>> Begin Records for processing

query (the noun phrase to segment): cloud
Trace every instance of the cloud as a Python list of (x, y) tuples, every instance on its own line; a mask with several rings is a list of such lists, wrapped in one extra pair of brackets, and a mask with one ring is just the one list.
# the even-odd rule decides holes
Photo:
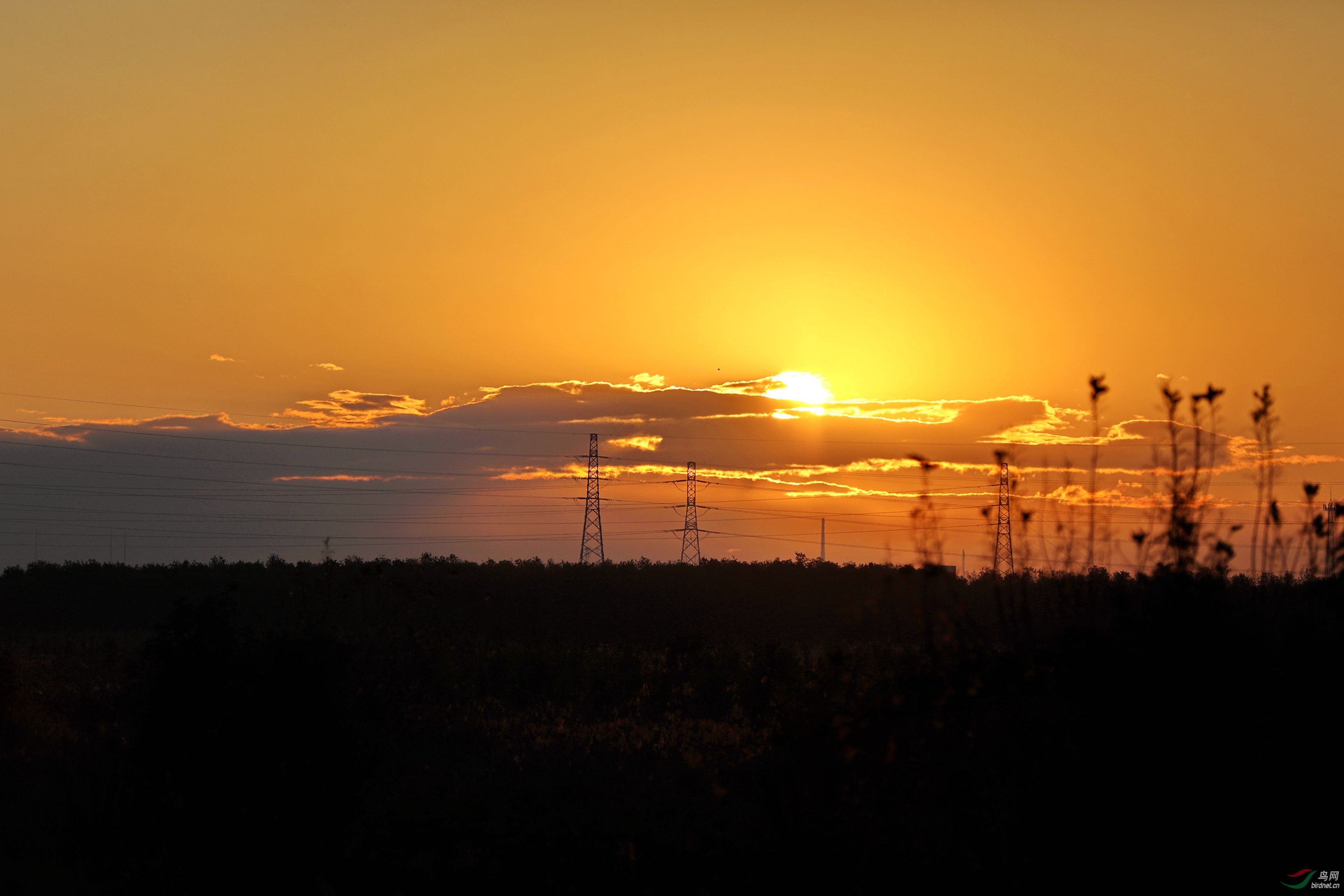
[[(704, 484), (710, 556), (734, 545), (753, 559), (810, 551), (817, 517), (827, 517), (828, 549), (841, 559), (910, 560), (910, 510), (927, 489), (945, 549), (965, 549), (974, 568), (986, 540), (980, 508), (995, 498), (993, 453), (1004, 439), (1015, 442), (1013, 501), (1032, 514), (1023, 544), (1038, 563), (1043, 537), (1064, 537), (1058, 527), (1086, 516), (1094, 442), (1095, 501), (1120, 545), (1116, 559), (1128, 557), (1128, 533), (1150, 525), (1167, 500), (1153, 489), (1169, 463), (1165, 420), (1116, 415), (1094, 438), (1085, 410), (1032, 395), (849, 398), (813, 391), (831, 391), (821, 377), (689, 388), (653, 376), (493, 386), (442, 407), (337, 390), (255, 419), (24, 420), (0, 438), (0, 489), (24, 508), (20, 517), (42, 514), (43, 559), (63, 556), (58, 544), (69, 559), (102, 556), (112, 521), (137, 520), (140, 562), (270, 551), (317, 559), (328, 536), (364, 556), (574, 559), (590, 433), (614, 449), (601, 490), (606, 549), (617, 559), (679, 556), (668, 533), (684, 492), (671, 481), (687, 461)], [(818, 398), (828, 400), (810, 403)], [(1211, 506), (1223, 525), (1241, 523), (1251, 513), (1258, 447), (1235, 433), (1218, 445), (1206, 473)], [(926, 474), (911, 454), (938, 467)], [(1344, 458), (1285, 441), (1270, 462), (1339, 480)], [(1297, 482), (1278, 492), (1294, 525), (1306, 512), (1290, 504), (1298, 494)], [(0, 545), (0, 566), (31, 557), (31, 545)]]
[(430, 414), (425, 399), (383, 392), (355, 392), (336, 390), (327, 398), (297, 402), (300, 408), (286, 407), (282, 416), (306, 420), (314, 426), (374, 426), (390, 416), (426, 416)]
[(621, 439), (607, 439), (606, 443), (616, 447), (633, 447), (638, 451), (656, 451), (661, 441), (661, 435), (628, 435)]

>> End Records for processing

(Work required): Render every line of the material above as a JSON list of strings, with one string per line and blank lines omitted. Exclude the pictures from the list.

(Result of this task):
[
  "query (the noun phrase to segment): cloud",
  "Trace every instance of the cloud as a Python list of (x, y) tuples, every instance on its own line; a mask with several rings is a list of such lists, wrapped in one extra pair of brackets, and a mask with one ring is just the one list.",
  "# the even-odd rule decides holes",
  "Photo:",
  "[[(704, 484), (710, 556), (734, 545), (753, 559), (810, 551), (817, 517), (827, 517), (828, 549), (841, 559), (910, 560), (910, 510), (927, 489), (945, 549), (965, 549), (974, 568), (986, 540), (980, 508), (995, 498), (993, 453), (1004, 439), (1015, 442), (1013, 501), (1032, 514), (1023, 544), (1038, 563), (1043, 537), (1064, 537), (1058, 527), (1086, 516), (1094, 442), (1095, 501), (1120, 545), (1116, 559), (1128, 557), (1128, 533), (1150, 525), (1167, 500), (1153, 489), (1169, 463), (1165, 420), (1116, 415), (1094, 438), (1085, 410), (1032, 395), (849, 398), (813, 391), (831, 391), (821, 377), (689, 388), (653, 376), (493, 386), (442, 407), (337, 390), (255, 419), (24, 420), (0, 438), (0, 489), (24, 508), (20, 517), (42, 514), (43, 559), (63, 556), (58, 544), (69, 559), (102, 556), (112, 521), (137, 520), (140, 562), (270, 551), (317, 559), (328, 536), (364, 556), (574, 559), (590, 433), (614, 449), (601, 490), (606, 549), (617, 559), (679, 556), (668, 533), (684, 492), (671, 481), (687, 461)], [(818, 398), (828, 400), (810, 403)], [(1211, 506), (1223, 525), (1241, 523), (1251, 513), (1258, 447), (1235, 433), (1218, 445), (1206, 473)], [(926, 474), (911, 454), (938, 467)], [(1344, 458), (1285, 441), (1270, 462), (1339, 480)], [(1297, 482), (1278, 492), (1294, 525), (1306, 512), (1290, 504), (1298, 494)], [(0, 545), (0, 566), (31, 557), (31, 545)]]",
  "[(430, 414), (425, 399), (383, 392), (355, 392), (336, 390), (327, 398), (297, 402), (300, 408), (286, 407), (282, 416), (306, 420), (314, 426), (374, 426), (390, 416), (426, 416)]",
  "[(621, 439), (607, 439), (606, 443), (616, 447), (633, 447), (638, 451), (656, 451), (661, 441), (661, 435), (628, 435)]"
]